[DOCUMENT TEXT Boundary: Start]

W.W. Grainger, Inc. (GWW)
NYSE: GWW · Real-Time Price · USD
1,158.08
+10.09 (0.88%)
At close: Apr 27, 2026, 4:00 PM EDT
1,158.08
0.00 (0.00%)
After-hours: Apr 27, 2026, 4:44 PM EDT
← View all transcripts

AGM 2021

Apr 28, 2021

Speaker 1

Good morning. I'm D. G. MacPherson, Grainger's Chairman and CEO. Welcome to our Annual Shareholders Meeting, which due to the continuing public health impacts of the COVID-nineteen pandemic, we are again hosting solely in a virtual format this year.

Thank you for joining us today. Before I provide a company update, I'd like to go over today's agenda. 1st, the nomination of directors next, the ratification of auditors third, the seon pay advisory vote on the company's named executive officers' compensation and finally, the voting on these matters. While our Inspector of Election tallies the votes, I will provide some commentary on our recent re segmentation to align our financial reporting to the company's 2 business models. I'll discuss how the Grainger Edge, the company's strategic cultural framework underlies the success of these models, and I'll cover our commitment to corporate responsibility.

Finally, we will announce the preliminary voting results and provide an opportunity for shareholders to ask questions. Instructions for the meeting and how to ask questions were posted to our Annual Meeting website. If you are a validated shareholder, you can use the designated field on the web portal to ask questions. Out of consideration for others, please limit yourself to one question. I now ask our Corporate Secretary, Hugo Dubois, if the requirements for holding this meeting have been fulfilled.

Speaker 2

Thank you, Mr. Chairman. We have a quorum and this meeting is properly convened. All the matters described in the proxy statement are officially before the meeting.

Speaker 1

Thank you, Mr. Dubavoy. With this meeting properly convened, we can proceed. We have 3 proposals before us today for consideration. First, 13 individuals are proposed for election as directors.

The candidates are Rodney Adkins, former Senior Vice President of IBM. Rod has been a Grainger Director for 7 years. Brian Anderson, former Chief Financial Officer of OfficeMax and Baxter International. Brian has been a Director of Grainger for 22 years. Anne Haley, former Executive Vice President and Chief Financial Officer of L Brands and has been a Grainger Director for 15 years.

[DOCUMENT TEXT Boundary: End]

TASKS FOR THIS EXERCISE
(a) Rewrite everything in the Grainger meeting transcript from "Thank you, Mr. Chairman." down to "before the meeting.", replacing "quorum" with "majority".
(b) Extend the Grainger meeting transcript by continuing it after its last sentence.
These entries have nothing to do with the Grainger meeting transcript.

[EXCERPTED RECORDS Boundary: Start]

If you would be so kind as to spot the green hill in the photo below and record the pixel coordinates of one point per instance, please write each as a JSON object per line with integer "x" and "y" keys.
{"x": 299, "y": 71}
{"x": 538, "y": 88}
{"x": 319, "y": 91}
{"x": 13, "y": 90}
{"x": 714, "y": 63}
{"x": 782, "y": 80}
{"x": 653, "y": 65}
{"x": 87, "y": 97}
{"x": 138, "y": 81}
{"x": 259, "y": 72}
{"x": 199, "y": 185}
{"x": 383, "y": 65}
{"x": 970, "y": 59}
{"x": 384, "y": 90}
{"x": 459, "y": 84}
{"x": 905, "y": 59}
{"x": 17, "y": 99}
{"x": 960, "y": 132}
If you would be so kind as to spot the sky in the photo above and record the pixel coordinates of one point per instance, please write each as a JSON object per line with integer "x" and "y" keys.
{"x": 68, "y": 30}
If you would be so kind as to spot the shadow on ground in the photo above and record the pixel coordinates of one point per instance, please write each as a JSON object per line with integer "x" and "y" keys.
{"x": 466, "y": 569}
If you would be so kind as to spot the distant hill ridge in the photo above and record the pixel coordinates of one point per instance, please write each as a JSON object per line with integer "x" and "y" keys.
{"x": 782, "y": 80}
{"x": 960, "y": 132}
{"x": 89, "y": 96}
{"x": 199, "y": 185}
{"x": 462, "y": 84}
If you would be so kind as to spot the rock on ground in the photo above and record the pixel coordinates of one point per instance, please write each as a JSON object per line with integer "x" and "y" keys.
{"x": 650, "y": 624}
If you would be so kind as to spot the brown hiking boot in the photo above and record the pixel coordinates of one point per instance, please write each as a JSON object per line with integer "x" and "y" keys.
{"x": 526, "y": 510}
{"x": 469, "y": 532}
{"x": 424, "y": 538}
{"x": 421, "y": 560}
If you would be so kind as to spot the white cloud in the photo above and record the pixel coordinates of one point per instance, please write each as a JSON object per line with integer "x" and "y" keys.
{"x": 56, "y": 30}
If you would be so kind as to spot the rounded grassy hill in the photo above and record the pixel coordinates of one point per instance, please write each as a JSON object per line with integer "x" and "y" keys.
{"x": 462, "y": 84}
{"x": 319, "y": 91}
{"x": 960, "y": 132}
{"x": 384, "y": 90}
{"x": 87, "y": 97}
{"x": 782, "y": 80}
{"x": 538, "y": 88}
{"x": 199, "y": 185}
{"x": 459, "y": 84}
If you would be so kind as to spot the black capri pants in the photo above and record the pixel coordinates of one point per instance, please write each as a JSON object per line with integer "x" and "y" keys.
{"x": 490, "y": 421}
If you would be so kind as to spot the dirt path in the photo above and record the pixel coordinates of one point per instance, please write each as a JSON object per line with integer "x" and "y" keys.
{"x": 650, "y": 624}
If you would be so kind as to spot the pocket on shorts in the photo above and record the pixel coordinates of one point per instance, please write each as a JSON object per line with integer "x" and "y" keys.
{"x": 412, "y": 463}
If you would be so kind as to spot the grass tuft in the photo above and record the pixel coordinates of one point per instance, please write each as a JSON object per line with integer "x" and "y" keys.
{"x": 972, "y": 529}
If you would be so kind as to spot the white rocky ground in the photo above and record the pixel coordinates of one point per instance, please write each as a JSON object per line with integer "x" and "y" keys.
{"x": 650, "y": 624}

[EXCERPTED RECORDS Boundary: End]

YOUR RESPONSES
(a)
Thank you, Mr. Chairman. We have a majority and this meeting is properly convened. All the matters described in the proxy statement are officially before the meeting.

(b)
Kathryn D. Jaspin, Chief Financial Officer, Dunkin' and Baskin Robbins at Inspire Brands. Kathryn is a new nominee to the Board this year. Stuart Levonick, former Group President of Caterpillar and a Grainger Director for over 16 years. Stu is our Lead Director.

Neil Novich, former Chairman, President and Chief Executive Officer of Ryerson. Neil has been a Grainger Director for 22 years. Steve Perez, Senior Vice President and Chief Communications, Sustainability and Strategic Partnerships Officer of The Coca Cola Company. He has been a Grainger Director for 4 years. Michael Roberts, former Global President and Chief Operating Officer of McDonald's Corporation.

Mike has been a Grainger Director for 15 years Scott Sankey, Chairman and Chief Executive Officer of Illinois Tool Works. Scott has been a Granger Director for 11 years. Susan Slavik Williams, President of the Donald Slavik Family Foundation and President of 4 Palms Ventures. Susan has been a Grainger Director for 1 year. Lucas Watson, Senior Vice President, Go to Market at Cruise LLC, Lucas has been a Grainger Director for 4 years.

Steven White, President, Special Counsel to the CEO at Comcast Cable. Steve joined the Board in 2020. I am the remaining candidate who is standing for election. I have served the company for 13 years and have been a member of the Board since October 2016. Since we have no notice of further nominations, the nominations are closed.

The second proposal is to ratify the appointment of the independent auditor Ernst and Young LLP for the 2021 fiscal year. The Board's audit committee previously nominated Ernst and Young LLP as the independent auditor. Has served as the company's independent auditor since 2005. The 3rd order of business is the seance pay advisory vote on the compensation of the company's named executive officers. The Chairman will now entertain a motion on 3 proposals to elect the 13 directors standing for election, ratify the appointment at for the 2020 fiscal year and approve the advisory seance vote.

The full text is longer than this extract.